## ЦЕЛЬ
Чем, согласно отрывку о науке и происхождении мира, становится наука, когда выходит за пределы опыта?

## ИСХОДНЫЙ ТЕКСТ
..........

Естественная наука, исследуя мировое вещество и силы, не хочет допустить творческой деятельности для них. Теперь часто приходится слышать, что мир произошел сам по себе и естественные науки-де вполне это доказывают; библейское повествование о сотворении мира Богом отвергается и даже высмеивается как фантастичное, ненаучное и неразумное и на его место выставляются как бы научные, построенные на основах естествоведения теории.
Не касаясь пока самых этих теорий, естественно справиться, могут ли положительные науки, имеют ли они право, оставаясь положительными науками, заниматься вопросом о происхождении мира и решать его?
Область науки и понятие о законах природы как утверждение, по сознанию учёных, невозможности для науки разрешать вопрос о происхождении мира
Наука потому и называется положительной, что она имеет дело с фактами и с законами, на них основывающимися, она исследует лишь в области опыта, а не вне его. И раз наука переступает эти границы, она перестает быть сама собой и становится философией.
«Есть граница, – читаем в речи Эрдмана, помещённой в официальном отчете 34-го собрания германских естествоиспытателей и докторов, за которую естественная наука, по самому существу своему, не может и не должна переходить (разумею границу), – за которой невозможны чувственные опыты и основанные на них выводы». Ученый англичанин Бальфур говорил в речи в 1904 году, что есть «граница, за которой физика уже не имеет власти. Если темная и недоступная страна, которая лежит за ней, должна быть осмотрена и сделана доступной, то эту задачу должна взять на себя философия, а не наука». Далее, самый горячий сторонник прав науки, немецкий учёный Геккель не мог не сознаться, что «большинство представителей так называемой «точной науки» довольствуются обработкой узкого поля своей специальной области наблюдения и опыта, а более глубокое познание общей связи наблюдаемых явлений, т.е. именно философию, считают излишним»86. Наш русский писатель, некто Н. Козьмин-Вьюгов заявляет, что «наука исследует в мире явлений, здесь её область»87.

..........

## ПЕРЕЧЕНЬ ДАННЫХ

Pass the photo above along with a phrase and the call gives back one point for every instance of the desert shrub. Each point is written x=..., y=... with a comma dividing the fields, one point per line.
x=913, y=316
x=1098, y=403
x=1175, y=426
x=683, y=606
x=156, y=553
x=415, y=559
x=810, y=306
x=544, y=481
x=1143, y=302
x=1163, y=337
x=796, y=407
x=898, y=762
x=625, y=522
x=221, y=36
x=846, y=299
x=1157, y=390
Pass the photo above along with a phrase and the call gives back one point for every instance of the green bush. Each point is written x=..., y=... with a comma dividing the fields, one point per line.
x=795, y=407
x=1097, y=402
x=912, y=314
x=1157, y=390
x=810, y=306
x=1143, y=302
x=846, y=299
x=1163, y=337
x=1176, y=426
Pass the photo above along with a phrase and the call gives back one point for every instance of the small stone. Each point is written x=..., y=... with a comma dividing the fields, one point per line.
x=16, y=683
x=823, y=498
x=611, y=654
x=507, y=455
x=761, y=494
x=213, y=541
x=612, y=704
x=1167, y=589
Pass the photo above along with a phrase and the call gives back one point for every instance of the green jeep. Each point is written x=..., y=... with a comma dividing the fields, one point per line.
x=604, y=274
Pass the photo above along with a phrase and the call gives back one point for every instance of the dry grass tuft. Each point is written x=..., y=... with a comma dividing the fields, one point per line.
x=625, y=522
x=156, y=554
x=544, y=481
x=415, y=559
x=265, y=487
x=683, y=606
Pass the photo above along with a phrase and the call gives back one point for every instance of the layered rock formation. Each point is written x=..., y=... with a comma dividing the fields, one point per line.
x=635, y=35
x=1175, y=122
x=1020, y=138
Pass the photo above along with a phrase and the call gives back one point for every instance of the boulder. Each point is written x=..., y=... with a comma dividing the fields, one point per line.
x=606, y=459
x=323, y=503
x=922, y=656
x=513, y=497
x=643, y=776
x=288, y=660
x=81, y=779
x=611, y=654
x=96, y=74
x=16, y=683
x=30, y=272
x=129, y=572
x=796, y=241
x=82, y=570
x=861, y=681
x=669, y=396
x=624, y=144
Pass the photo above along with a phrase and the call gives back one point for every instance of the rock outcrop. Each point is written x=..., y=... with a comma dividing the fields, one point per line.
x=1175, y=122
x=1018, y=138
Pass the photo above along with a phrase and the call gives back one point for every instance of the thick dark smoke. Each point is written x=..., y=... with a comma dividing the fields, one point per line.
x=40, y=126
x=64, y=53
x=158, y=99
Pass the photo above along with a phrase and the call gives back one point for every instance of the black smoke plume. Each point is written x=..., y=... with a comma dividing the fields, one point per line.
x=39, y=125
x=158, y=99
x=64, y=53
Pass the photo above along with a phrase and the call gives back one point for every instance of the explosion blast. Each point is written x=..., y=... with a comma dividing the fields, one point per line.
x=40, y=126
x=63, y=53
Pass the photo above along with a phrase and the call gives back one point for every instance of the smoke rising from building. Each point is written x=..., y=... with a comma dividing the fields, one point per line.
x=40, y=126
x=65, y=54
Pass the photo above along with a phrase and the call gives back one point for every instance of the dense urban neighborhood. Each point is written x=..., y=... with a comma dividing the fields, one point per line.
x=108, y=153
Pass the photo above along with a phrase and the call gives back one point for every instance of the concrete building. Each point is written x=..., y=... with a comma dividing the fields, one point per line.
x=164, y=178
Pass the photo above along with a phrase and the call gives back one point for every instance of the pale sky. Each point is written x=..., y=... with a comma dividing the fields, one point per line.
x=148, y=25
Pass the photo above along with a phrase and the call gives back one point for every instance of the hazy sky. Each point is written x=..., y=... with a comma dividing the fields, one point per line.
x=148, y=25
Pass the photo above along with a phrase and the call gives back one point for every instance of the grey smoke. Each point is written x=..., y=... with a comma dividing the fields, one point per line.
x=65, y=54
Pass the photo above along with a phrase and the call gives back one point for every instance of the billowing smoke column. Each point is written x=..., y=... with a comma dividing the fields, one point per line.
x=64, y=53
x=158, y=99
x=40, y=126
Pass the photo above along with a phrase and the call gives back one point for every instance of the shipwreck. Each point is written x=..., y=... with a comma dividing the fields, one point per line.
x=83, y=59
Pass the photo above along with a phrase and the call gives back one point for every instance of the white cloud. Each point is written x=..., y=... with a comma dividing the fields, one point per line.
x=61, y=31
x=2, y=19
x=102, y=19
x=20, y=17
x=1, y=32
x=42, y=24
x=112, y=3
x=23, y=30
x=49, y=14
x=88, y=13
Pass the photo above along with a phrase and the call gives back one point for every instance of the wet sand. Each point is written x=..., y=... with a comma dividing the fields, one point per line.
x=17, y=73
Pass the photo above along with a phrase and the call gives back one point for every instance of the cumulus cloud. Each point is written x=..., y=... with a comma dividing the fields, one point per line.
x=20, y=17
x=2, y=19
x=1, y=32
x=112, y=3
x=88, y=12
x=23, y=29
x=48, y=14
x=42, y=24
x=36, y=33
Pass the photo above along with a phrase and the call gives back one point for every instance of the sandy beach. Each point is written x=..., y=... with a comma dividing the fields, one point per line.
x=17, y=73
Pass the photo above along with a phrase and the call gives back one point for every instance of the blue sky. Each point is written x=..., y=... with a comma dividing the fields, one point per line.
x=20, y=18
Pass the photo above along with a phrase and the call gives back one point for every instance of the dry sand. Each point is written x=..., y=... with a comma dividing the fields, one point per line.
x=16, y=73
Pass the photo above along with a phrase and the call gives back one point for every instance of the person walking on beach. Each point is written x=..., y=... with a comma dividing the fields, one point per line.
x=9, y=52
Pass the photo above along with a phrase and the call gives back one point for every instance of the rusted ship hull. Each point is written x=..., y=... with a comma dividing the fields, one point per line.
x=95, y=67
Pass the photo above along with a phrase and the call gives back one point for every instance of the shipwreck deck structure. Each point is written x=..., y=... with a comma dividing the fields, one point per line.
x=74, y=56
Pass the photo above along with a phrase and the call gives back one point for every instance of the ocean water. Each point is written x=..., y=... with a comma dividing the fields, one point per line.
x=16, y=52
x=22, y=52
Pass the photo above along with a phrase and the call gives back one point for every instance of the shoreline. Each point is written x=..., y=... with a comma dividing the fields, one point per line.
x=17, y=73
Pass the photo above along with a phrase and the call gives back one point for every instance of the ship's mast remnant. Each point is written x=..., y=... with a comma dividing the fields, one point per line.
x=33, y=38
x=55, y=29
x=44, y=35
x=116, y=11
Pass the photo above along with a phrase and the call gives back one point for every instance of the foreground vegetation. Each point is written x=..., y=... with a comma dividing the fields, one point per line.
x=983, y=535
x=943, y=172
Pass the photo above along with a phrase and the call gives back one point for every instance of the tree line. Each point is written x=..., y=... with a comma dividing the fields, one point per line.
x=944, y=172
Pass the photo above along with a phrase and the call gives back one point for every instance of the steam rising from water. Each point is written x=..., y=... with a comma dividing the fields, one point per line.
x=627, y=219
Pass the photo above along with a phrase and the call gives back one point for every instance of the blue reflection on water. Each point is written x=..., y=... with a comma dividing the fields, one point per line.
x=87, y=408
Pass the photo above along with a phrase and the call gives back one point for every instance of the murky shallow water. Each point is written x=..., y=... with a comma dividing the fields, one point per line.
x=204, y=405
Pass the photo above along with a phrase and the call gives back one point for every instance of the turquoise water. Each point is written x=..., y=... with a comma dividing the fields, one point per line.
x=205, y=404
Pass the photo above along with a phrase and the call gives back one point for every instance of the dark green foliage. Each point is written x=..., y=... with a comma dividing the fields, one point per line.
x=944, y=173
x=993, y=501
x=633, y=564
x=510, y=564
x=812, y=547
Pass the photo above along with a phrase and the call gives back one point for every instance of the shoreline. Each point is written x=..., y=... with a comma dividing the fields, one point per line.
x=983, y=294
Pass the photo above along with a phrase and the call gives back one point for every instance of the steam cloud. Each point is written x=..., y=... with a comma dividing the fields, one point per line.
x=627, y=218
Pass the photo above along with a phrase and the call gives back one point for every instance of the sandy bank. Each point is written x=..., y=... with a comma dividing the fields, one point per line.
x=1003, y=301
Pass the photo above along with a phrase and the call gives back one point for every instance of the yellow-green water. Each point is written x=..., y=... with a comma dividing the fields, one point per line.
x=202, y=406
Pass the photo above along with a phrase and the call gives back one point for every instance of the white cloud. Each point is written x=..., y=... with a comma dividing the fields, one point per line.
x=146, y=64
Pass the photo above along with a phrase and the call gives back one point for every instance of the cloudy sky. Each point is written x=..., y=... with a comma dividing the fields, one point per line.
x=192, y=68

..........

## ОТВЕТ НА ЗАДАНИЕ
Философией.